Source extract

# Start Here > Guest Forum >  Trickle Up Economy

## Unregistered

If the government is good at anything, it certainly is handing out lots of paychecks.  I'm excited about getting my freedom dividend check of $1000 every month once Andrew Yang becomes our next President of the United States. 

Government keeps expanding anyway, why not expand it doing something that it is actually good at?

----------


## Swordsmyth

> If the government is good at anything, it certainly is handing out lots of paychecks.  I'm excited about getting my freedom dividend check of $1000 every month once Andrew Yang becomes our next President of the United States. 
> 
> Government keeps expanding anyway, why not expand it doing something that it is actually good at?


Because it's destructive, government is good at destruction but that doesn't mean it's good for us.

----------


## timosman

> If the government is good at anything, it certainly is handing out lots of paychecks.  I'm excited about getting my freedom dividend check of $1000 every month once Andrew Yang becomes our next President of the United States. 
> 
> Government keeps expanding anyway, why not expand it doing something that it is actually good at?


Would you like to be a government's pet?

----------


## Swordsmyth

> Would you like to be a government's pet?


Livestock.

----------


## acptulsa

In 1913, people could buy more bread with a nickel than we can with a dollar.  If Yang prints enough money to do this thing he promised, we won't be able to buy that much bread with a ten dollar bill.

Tasks and exercises
• a. From the Trickle Up Economy thread, write out the passage that begins at the words "In 1913, people" and stops after the words "ten dollar bill.".
• b. Give the name shown above each post in the Trickle Up Economy thread, listing each name only once.
• c. Continue the Trickle Up Economy thread from its final post.

Data provided
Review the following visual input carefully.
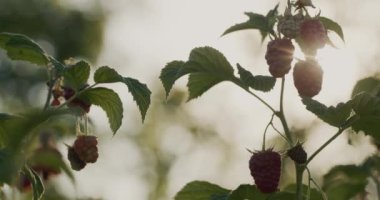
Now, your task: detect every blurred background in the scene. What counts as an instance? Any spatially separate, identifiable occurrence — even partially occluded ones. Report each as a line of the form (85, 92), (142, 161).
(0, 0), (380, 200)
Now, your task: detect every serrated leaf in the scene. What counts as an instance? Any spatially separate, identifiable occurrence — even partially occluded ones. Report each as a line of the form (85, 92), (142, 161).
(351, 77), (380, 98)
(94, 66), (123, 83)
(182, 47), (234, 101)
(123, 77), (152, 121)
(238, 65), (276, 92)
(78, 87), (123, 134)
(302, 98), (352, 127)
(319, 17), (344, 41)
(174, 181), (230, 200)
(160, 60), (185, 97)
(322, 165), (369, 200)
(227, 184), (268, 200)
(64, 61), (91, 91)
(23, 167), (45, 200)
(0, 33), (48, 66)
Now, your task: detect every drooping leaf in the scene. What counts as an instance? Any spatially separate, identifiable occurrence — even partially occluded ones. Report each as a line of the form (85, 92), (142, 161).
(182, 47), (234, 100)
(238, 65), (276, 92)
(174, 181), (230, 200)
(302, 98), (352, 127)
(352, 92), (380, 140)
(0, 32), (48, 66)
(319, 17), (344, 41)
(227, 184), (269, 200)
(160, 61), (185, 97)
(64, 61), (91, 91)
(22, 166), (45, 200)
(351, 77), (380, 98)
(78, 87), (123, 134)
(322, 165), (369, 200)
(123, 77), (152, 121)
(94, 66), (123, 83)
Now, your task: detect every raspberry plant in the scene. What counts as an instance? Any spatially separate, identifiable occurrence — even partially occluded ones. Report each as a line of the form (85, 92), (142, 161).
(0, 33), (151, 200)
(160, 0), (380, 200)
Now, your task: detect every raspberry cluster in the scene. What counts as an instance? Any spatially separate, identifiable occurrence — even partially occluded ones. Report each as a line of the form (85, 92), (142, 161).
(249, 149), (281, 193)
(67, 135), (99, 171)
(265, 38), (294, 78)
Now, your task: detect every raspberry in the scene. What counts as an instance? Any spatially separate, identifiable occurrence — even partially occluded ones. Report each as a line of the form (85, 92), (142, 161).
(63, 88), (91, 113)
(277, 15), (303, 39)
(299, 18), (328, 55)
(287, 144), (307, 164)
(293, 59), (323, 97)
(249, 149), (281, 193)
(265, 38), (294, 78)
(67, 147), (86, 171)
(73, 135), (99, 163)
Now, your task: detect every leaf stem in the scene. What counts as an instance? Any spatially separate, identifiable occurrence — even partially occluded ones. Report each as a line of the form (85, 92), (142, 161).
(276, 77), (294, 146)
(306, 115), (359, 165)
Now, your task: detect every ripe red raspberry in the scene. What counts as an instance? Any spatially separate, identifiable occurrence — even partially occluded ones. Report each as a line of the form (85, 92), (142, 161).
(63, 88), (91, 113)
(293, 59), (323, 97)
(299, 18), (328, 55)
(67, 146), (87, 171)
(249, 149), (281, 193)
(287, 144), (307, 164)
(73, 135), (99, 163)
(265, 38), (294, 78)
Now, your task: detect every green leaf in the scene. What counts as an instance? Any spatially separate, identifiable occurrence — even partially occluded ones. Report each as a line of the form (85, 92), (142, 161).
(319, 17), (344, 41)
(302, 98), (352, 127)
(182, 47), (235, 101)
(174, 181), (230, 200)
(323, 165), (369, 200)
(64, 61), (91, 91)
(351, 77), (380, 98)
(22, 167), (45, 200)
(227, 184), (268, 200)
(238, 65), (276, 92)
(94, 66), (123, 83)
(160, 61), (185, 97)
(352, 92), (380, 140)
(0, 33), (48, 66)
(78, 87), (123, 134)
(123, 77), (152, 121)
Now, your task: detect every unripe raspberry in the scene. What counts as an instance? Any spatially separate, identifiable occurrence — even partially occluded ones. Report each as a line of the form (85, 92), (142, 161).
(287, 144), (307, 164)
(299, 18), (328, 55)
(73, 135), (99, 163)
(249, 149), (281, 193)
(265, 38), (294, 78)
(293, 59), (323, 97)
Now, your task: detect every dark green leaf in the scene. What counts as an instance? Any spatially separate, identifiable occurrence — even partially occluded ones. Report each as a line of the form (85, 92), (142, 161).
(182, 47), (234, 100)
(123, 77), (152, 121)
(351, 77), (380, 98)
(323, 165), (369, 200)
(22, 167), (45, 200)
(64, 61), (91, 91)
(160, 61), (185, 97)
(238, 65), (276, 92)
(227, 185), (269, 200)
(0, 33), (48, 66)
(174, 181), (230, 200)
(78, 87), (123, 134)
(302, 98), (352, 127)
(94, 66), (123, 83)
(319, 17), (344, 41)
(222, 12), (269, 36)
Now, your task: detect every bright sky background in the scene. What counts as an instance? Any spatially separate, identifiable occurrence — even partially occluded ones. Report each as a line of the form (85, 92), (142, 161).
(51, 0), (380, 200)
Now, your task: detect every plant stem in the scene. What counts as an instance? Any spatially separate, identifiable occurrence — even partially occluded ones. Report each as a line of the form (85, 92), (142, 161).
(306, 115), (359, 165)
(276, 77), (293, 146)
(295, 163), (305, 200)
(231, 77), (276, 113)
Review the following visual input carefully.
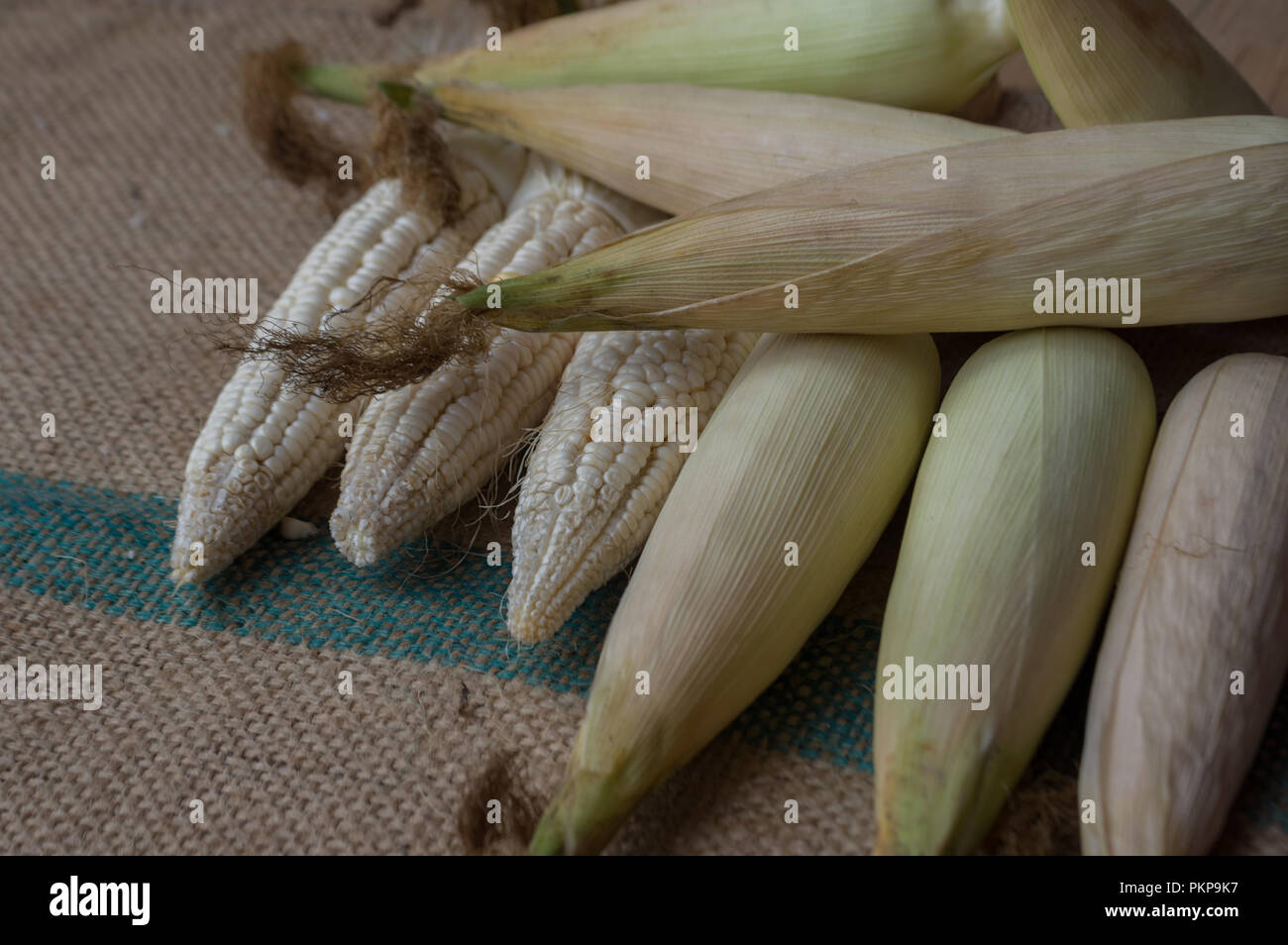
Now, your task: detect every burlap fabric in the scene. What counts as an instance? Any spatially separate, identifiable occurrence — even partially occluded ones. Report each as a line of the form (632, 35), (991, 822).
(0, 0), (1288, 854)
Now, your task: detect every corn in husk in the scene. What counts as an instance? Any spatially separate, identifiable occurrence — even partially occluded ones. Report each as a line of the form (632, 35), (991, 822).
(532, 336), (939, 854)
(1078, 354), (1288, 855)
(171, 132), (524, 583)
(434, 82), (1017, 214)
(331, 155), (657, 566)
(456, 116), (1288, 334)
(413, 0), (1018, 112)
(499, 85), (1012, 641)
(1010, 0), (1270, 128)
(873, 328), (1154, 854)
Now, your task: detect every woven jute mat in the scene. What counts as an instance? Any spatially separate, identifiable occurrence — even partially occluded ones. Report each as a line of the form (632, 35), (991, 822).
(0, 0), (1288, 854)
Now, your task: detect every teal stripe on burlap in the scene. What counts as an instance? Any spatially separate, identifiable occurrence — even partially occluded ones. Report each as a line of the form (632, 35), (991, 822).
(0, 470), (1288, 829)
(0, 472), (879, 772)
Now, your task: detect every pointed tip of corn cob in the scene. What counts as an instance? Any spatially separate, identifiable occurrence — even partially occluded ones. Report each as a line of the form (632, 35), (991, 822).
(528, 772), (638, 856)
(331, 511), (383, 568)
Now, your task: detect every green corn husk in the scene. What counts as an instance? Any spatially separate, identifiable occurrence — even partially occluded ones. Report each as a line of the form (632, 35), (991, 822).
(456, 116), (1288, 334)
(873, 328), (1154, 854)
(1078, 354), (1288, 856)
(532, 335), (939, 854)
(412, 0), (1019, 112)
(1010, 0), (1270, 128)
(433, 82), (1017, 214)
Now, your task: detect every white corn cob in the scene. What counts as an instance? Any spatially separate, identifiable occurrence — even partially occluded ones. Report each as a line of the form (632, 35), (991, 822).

Task answers
• a.
In 1913, people could buy more bread with a nickel than we can with a dollar.  If Yang prints enough money to do this thing he promised, we won't be able to buy that much bread with a ten dollar bill.

• b.
Unregistered
Swordsmyth
timosman
acptulsa

• c.
The poor are getting poorer fast enough without making dollar devaluation worse.  The elderly don't need their savings devalued.  The working poor already can't get raises, and dollar devaluation already amounts to pay cuts.

Trickle up economy is right.  The rich would bleed the poor.  Why do you and Yang want to concentrate more wealth with the One Percent?

----------


## oyarde

> If the government is good at anything, it certainly is handing out lots of paychecks.  I'm excited about getting my freedom dividend check of $1000 every month once Andrew Yang becomes our next President of the United States. 
> 
> Government keeps expanding anyway, why not expand it doing something that it is actually good at?


Yang is not going to be president and you are not getting 1K .

----------


## jkr

Take my student loan, please Andy?

I just need a do over...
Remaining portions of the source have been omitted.